What you need to do:
Write out the full listing below exactly as given.

· · · · ·

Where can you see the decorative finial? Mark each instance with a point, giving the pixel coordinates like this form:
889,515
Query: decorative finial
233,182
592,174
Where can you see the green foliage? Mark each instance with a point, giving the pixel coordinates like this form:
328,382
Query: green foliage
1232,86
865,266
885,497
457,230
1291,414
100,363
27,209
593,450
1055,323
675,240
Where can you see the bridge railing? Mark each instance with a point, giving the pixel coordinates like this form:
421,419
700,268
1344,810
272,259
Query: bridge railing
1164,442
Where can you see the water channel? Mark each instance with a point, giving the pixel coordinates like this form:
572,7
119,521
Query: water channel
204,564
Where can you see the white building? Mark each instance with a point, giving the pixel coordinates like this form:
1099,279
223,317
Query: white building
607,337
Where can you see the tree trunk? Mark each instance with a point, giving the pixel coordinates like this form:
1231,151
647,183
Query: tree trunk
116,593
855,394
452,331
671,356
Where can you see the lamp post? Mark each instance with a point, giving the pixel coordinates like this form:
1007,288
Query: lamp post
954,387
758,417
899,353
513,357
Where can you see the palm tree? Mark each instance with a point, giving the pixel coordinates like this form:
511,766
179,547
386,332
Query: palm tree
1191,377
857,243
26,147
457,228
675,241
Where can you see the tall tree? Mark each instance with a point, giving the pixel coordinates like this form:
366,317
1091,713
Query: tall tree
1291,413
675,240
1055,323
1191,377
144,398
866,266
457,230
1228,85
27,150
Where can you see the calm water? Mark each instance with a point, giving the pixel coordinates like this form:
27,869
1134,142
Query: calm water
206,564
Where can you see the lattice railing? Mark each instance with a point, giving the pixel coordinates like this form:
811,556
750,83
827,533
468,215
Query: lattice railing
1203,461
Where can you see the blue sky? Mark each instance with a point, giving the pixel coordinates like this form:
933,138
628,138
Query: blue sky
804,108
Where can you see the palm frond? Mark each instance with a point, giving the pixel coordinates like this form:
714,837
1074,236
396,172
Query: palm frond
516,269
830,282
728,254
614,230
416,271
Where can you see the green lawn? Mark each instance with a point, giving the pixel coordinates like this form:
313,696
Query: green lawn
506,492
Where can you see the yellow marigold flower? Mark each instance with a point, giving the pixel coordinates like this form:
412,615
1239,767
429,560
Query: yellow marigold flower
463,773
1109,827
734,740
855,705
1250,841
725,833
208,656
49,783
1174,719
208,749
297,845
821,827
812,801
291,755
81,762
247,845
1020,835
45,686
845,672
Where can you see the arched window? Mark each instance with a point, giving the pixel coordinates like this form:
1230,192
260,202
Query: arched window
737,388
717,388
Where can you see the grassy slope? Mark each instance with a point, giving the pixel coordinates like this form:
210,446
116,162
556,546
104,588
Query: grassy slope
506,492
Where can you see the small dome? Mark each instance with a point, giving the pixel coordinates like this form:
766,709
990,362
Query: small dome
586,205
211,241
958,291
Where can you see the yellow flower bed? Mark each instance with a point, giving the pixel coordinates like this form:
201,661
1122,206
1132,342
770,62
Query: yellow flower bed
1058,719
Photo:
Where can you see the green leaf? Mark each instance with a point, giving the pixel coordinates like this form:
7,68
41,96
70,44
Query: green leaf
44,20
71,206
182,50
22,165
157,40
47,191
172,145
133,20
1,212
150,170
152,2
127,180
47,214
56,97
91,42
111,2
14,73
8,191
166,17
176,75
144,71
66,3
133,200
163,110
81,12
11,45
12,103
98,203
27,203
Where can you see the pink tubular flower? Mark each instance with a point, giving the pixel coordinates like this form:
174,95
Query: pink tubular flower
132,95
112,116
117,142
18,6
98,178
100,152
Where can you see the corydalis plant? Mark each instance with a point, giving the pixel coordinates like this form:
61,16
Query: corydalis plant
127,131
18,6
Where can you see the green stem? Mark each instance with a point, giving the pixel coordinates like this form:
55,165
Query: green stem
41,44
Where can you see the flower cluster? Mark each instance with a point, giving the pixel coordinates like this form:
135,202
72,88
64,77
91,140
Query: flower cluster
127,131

· · · · ·

Answer box:
Where can you see the decorative finial? Mark each instance with a point, giving the pixel coordinates like this form:
889,515
Query: decorative finial
233,182
592,174
Where can you see the green foliage? Mark each instance with a point, giving the pixel coordinates like this form:
328,382
Query: green foliage
1232,86
865,266
885,497
457,230
1291,414
100,363
27,209
593,450
1055,323
675,240
Where can you see the bridge railing? Mark each instance with a point, giving the pixel coordinates like this form:
421,419
700,268
1344,810
272,259
Query: bridge railing
1164,442
Where can you see the water channel? Mark each instance with a point, giving the pixel coordinates like this form:
572,7
119,521
Query: water channel
204,564
Where can you see the white building? Mark each instance with a point, giving the pixel coordinates like this form:
1099,279
223,317
Query: white building
607,337
Where can you see the tree trunk? Mark each instance with a point, giving the pixel coordinates like this form:
1231,151
647,183
Query: tree trunk
116,593
855,394
452,331
671,356
Where can you see the lamp post? Mark each instance with a point, giving the pixel coordinates like this form:
1007,288
Query: lamp post
954,387
758,417
899,353
513,357
Where can you see the palm tree? Mark each instance with a point, giving the pixel coordinates like this form:
511,766
179,547
386,332
Query: palm tree
1191,377
857,243
26,147
457,228
675,241
Where can you see the tall tree? Mark each instance with a point, giving the pixel coordinates like this form:
366,317
1091,713
Query: tall tree
1291,413
675,240
1055,323
1191,377
144,398
866,266
457,230
1228,85
27,150
Where can you see the calm water? Mark each instance with a point, giving the pixel coordinates like this form:
27,869
1134,142
Query: calm water
206,564
Where can you see the lattice railing? Mark each instance with a point, giving the pixel coordinates like this form:
811,556
750,83
827,533
468,215
Query: lattice railing
1203,461
Where can you see the blue sky? Mark each instance with a point, giving the pixel coordinates like this form:
933,138
628,138
Query: blue sky
804,108
Where can you see the palm frond? Mark each instance with a point, giving the pixel coordinates like this form:
714,837
1074,236
396,172
Query: palm frond
516,269
830,282
728,254
614,230
416,271
Where can you see the green lawn? Mark each instance with a point, giving the pixel coordinates like this form:
313,696
Query: green lawn
506,492
Where can you see the yellow marigold flower? Mark each instance with a point, giving the pixel coordinates like this form:
412,615
1239,767
429,560
Query: yellow marigold flower
463,773
1109,827
734,740
855,705
1250,841
725,833
208,656
49,783
1174,719
208,749
297,845
821,827
812,801
291,755
81,762
247,845
1020,835
45,686
845,672
Where can you see the arched window? Mark each instance with a point, giving the pixel coordinates like this form:
1230,192
260,202
Query: arched window
737,388
717,388
Where can you see the grassy slope? Mark each instance with a point, giving the pixel coordinates like this form:
210,446
116,162
556,546
104,588
Query: grassy slope
506,492
Where can you see the small dome? Mark each instance with a point, giving the pixel coordinates like this form:
766,709
990,362
Query: small dome
586,205
211,241
958,291
Where can you see the yellow flower bed? Mark each instance with a point, giving the pixel coordinates like this form:
201,661
1122,206
1132,342
770,62
Query: yellow flower bed
1058,719
Photo:
Where can you see the green leaf? Mark each instance with a point, giving the pixel coordinates like this form:
7,68
41,96
70,44
Query: green leaf
44,20
71,206
182,50
22,165
157,40
47,191
172,145
133,20
1,212
150,170
152,2
127,180
47,214
56,97
91,42
111,2
14,73
8,191
166,17
176,75
144,71
66,3
133,200
163,110
81,12
11,45
12,103
98,203
27,203
Where can you see the pink tubular flower? Mark each instance with a point, giving the pixel coordinates like this form:
174,95
Query: pink tubular flower
132,95
112,116
117,142
18,6
98,178
100,152
Where can you see the corydalis plant? Mark each instance with a point, giving the pixel coordinates like this form:
61,16
Query: corydalis plant
127,131
18,6
Where can you see the green stem? Mark each instance with a point, giving the pixel coordinates like this form:
55,165
Query: green stem
41,44
Where can you see the flower cluster? Mark each instance with a point, giving the pixel coordinates like this form:
135,202
72,88
64,77
91,140
Query: flower cluster
127,131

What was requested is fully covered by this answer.